**読む文章**
#####
所感:20代のころから携わってきた都市気象・ビルエネルギー連成モデルを、熱中症の評価に適用した応用的研究。これらの研究では、都市域のWBGTをメッシュ・マッピングした見せ方に売りがある。この一連の成果が関連学会でも認められ、学会賞をいただく結果になった。こういった新しい研究を発表できるのも、古くから一緒に研究させてもらっている研究者の方々のおかげである。研究は、一人ではできない。その感謝の気持ちはいつまでも忘れないようにしたい。

     


40代(2012年〜2022年)

(6)Yukitaka OHASHI, Yukihiro KIKEGAWA, Tomohiko IHARA, and Nanami SUGIYAMA, 2014: Numerical simulations of outdoor heat stress index and heat disorder risk in the 23 wards of Tokyo.
Journal of Applied Meteorology and Climatology, Vol.53, Issue 3 March, pp.583-597.


アメリカ気象学会の論文。東京23区の熱中症ハザード・リスクマッピングの数値シミュレーション。(5)を発展させた研究である。熱中症発生率が区によって異なる地域の不均一性をモデルでも考慮して、熱中症リスクをマッピングしている。
 メソ気象モデルWRF-都市気象モデルCM-ビルエネルギーモデルBEMの結合モデルシステム内で屋外WBGTの1km分布を再現した。この論文では熱中症リスクを示す熱中症発生率を実際のモデルグリッドの昼間人口を使って表現しているのが特徴である。また、グリッド内の建物による日影と日向の場所でのWBGTの違いも熱中症リスクに反映させるなど、より現実的な評価を試みている。


所感:30代の頃から継続してきた熱中症リスクの数値シミュレーションの集大成。気象モデルの応用例を海外誌で発表することを目標に、まとめられたことが大きな成果であった。近年ではCFDなど、建物単体を陽に表現したリアルな計算事例も出てきているが、目的によってはこの研究のように都市全体を短時間にマッピングできる簡易システムも必要である。今後どのくらい被引用数が増えるかが楽しみな論文といえる。

(7)Yukitaka OHASHI, Takumi KATSUTA, Haruka TANI, Taiki OKABAYASHI, Satoshi MIYAHARA,and Ryoji MIYASHITA, 2018: Human cold stress of strong local-wind "Hijikawa-arashi" in Japan, based on the UTCI index and thermo-physiological responses.
International Journal of Biometeorology, Vol.62, Issue 7 July, pp.1241-1250.


国際生気象学会の論文。人の気候ストレスを直接測定した研究。愛媛県大洲市で頻繁に出現する「肱川あらし」という風速10m/sに達する寒冷風に屋外で曝露された人が、どのくらい寒さストレスを感じるか、人体の温熱生理量をリアルタイム測定することで明らかにした。
#####
**課題の指示**
上の文章の内容を3文で要約してください。

**示された資料**
#####
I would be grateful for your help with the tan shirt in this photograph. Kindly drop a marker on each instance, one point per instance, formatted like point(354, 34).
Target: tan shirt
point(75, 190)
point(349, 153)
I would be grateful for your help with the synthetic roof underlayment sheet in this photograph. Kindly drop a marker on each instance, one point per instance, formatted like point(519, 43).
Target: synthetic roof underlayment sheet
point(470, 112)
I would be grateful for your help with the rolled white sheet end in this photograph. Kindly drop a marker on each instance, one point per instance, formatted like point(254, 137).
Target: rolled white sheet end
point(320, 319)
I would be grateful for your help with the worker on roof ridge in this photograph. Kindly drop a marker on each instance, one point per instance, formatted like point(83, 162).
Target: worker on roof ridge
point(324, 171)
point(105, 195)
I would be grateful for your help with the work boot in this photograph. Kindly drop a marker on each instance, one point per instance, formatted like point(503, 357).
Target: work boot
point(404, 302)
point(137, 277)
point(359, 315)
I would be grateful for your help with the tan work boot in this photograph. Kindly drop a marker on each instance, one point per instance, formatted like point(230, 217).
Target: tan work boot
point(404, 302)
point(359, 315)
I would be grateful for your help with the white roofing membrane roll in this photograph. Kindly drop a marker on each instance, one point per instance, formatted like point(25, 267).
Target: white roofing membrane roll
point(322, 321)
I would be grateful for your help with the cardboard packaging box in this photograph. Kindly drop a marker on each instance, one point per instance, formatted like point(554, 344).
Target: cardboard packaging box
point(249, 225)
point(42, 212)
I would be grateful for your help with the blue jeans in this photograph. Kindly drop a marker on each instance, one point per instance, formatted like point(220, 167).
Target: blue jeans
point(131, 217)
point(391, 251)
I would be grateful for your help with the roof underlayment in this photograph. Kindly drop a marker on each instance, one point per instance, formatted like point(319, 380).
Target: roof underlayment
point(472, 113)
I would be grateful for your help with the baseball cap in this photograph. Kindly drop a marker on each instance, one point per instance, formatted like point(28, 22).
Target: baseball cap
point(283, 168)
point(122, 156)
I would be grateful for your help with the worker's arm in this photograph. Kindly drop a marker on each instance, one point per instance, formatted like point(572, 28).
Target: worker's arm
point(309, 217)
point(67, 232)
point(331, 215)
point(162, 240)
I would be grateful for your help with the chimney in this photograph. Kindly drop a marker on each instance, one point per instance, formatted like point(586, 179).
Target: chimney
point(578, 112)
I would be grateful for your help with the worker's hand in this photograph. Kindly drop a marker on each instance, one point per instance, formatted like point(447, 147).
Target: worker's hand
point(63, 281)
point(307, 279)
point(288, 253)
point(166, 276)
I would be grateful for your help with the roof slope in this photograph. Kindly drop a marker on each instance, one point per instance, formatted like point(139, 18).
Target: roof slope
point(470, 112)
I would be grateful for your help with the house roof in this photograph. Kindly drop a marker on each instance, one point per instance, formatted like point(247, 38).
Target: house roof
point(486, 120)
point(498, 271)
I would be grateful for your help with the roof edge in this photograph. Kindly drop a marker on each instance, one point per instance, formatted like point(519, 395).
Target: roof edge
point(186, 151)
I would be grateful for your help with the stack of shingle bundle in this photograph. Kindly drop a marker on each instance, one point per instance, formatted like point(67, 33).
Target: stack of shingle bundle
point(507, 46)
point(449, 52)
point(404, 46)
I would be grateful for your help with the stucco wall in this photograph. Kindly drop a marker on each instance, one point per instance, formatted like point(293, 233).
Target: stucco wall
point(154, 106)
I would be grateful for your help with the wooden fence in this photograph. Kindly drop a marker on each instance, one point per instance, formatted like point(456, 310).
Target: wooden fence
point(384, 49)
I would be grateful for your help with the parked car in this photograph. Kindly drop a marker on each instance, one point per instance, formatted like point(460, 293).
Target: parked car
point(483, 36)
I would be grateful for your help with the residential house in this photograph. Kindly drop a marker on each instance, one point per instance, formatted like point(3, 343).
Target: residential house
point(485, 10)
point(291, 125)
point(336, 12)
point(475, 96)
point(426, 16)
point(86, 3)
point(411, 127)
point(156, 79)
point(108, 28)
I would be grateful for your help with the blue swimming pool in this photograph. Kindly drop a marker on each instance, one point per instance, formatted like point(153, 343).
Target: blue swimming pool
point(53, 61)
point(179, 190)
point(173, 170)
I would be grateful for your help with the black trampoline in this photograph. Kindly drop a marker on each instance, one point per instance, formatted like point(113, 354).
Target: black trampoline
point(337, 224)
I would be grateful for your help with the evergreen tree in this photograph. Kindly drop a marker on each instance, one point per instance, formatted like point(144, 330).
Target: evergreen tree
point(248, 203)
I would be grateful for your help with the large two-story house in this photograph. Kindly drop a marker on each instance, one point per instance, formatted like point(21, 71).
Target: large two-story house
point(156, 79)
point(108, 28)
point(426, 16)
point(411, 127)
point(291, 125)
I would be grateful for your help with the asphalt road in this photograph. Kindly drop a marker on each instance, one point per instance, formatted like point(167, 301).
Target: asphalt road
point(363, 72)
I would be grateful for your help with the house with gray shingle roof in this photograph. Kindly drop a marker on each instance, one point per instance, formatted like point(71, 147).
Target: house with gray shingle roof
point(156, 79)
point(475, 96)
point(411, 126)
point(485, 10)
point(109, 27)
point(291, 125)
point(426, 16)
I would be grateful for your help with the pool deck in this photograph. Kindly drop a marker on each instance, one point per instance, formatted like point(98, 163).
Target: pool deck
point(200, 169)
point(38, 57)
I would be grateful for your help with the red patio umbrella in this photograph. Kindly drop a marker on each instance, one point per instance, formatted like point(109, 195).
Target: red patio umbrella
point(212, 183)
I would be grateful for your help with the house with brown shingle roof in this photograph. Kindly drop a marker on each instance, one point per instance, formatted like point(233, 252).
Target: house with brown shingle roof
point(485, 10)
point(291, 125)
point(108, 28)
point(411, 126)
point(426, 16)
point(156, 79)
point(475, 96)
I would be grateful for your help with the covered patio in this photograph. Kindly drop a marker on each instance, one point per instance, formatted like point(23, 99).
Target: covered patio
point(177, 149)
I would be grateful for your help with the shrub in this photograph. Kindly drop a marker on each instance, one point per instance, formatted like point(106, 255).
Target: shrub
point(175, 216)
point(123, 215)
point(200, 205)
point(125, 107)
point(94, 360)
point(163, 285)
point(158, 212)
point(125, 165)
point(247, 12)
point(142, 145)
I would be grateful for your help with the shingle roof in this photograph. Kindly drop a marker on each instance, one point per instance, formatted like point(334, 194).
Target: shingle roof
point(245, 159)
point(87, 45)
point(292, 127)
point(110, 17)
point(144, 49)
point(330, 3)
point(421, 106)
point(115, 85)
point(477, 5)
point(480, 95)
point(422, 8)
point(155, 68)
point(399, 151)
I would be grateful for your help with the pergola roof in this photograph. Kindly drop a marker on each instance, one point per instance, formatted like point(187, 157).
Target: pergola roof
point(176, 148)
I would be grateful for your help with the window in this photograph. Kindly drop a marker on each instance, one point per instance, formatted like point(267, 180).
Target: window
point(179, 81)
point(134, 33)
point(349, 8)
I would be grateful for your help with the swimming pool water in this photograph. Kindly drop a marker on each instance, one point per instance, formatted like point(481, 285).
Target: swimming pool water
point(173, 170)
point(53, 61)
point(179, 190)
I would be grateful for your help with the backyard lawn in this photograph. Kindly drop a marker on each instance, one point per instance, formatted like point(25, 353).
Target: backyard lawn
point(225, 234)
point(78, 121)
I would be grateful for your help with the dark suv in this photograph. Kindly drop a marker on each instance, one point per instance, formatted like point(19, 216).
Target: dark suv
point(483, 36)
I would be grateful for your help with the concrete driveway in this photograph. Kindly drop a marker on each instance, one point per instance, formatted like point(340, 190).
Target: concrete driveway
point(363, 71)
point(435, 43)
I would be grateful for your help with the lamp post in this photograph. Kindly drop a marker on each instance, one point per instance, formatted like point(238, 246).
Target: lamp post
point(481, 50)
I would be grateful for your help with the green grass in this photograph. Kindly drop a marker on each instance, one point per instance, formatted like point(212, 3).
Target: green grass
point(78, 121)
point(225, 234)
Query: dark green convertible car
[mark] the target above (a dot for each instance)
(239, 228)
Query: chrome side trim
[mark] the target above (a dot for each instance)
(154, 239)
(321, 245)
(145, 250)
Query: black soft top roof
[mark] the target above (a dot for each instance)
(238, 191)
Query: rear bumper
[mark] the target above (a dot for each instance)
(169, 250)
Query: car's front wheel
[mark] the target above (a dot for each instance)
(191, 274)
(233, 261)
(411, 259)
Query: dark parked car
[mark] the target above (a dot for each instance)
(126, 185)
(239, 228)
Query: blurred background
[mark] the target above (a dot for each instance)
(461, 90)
#####
**この問題の答え**
冒頭の所感では、都市気象・ビルエネルギー連成モデルを熱中症の評価に応用した研究が学会賞を受けたことと、共同研究者への感謝が述べられている。2014年の論文(6)では、メソ気象モデル・都市気象モデル・ビルエネルギーモデルの結合システムで東京23区の屋外WBGTの1km分布を再現し、昼間人口を使って熱中症リスクをマッピングした。2018年の論文(7)では、愛媛県大洲市で頻繁に出現する寒冷風「肱川あらし」にさらされた人の寒さストレスを、温熱生理量をリアルタイムで測定して明らかにした。